- [TEXT SHOWN]
However, Kim Il Sung had claimed in a broadcast made on 26 June at 09:20 that South Korea had attacked the north in the section of Haeju, provoking counterattacks. In the light of the report by Peach and Rankin, UNCOK unanimously rejected the North Korean contention. There remains undisclosed information from the Soviet and North Korean side.

Battle
On 24 June 1950, the North Korean forces were ordered in their starting positions by 24:00.

On 25 June Washington received a report at 10:00 detailing that North Korean forces has invaded the south across several locations that morning. The report claimed combat was initiated at 04:40 when Ongjin was hit by North Korean artillery fire. Individual KPA units advanced 3 to 5 kilometres into South Korean territory within the first three hours. The ROKA put up a strong resistance in the direction of Ongjin, Kaizin and Seoul. Osin, Kaesong and Sinyuri were captured on the first day. KPA forces advanced 12 kilometres in the Sunsen direction and 8 kilometres along the eastern coast.

Two amphibious landings occurred on the coast south of Kangnung at 05:25. One landing occurred in the Korio region and consisted of two battalions of naval infantry and 1,000 partisans. The other landing occurred in the Urutsyn area and consisted of 600 partisans. The city of Urutsyn was captured. The South Korean military engaged the North Korean warships but the landings were successful.

- [WORK TO COMPLETE] In the text about the first day of the North Korean attack, at what time did the two amphibious landings on the coast south of Kangnung take place?

- [DATASET ENTRIES]

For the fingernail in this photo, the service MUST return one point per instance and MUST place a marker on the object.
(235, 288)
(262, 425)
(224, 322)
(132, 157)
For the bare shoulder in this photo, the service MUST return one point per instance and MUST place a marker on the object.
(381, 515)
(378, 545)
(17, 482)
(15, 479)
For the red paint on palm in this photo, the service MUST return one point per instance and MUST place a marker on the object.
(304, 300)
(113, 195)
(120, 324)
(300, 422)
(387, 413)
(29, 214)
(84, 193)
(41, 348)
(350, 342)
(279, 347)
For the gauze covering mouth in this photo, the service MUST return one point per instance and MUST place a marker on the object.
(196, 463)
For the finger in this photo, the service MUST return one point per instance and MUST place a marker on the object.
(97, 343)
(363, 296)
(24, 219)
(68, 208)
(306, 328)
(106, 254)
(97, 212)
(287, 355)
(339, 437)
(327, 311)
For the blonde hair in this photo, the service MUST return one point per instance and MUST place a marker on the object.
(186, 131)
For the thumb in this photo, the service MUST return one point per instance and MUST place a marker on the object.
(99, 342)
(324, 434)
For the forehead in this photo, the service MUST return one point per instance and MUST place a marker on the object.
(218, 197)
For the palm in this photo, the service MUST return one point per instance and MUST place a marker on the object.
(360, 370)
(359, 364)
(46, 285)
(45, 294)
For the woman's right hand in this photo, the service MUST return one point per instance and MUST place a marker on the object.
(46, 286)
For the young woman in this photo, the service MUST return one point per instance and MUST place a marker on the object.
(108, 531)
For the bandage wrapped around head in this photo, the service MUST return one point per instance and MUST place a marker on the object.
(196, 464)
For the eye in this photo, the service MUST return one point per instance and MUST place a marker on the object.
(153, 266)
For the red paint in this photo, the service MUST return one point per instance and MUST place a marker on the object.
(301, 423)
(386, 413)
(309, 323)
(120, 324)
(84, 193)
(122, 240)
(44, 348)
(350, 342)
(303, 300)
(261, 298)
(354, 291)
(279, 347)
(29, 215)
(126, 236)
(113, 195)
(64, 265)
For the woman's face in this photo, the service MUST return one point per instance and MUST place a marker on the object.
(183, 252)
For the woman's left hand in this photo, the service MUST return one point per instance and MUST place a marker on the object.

- [RESULT OF THIS EXERCISE] 05:25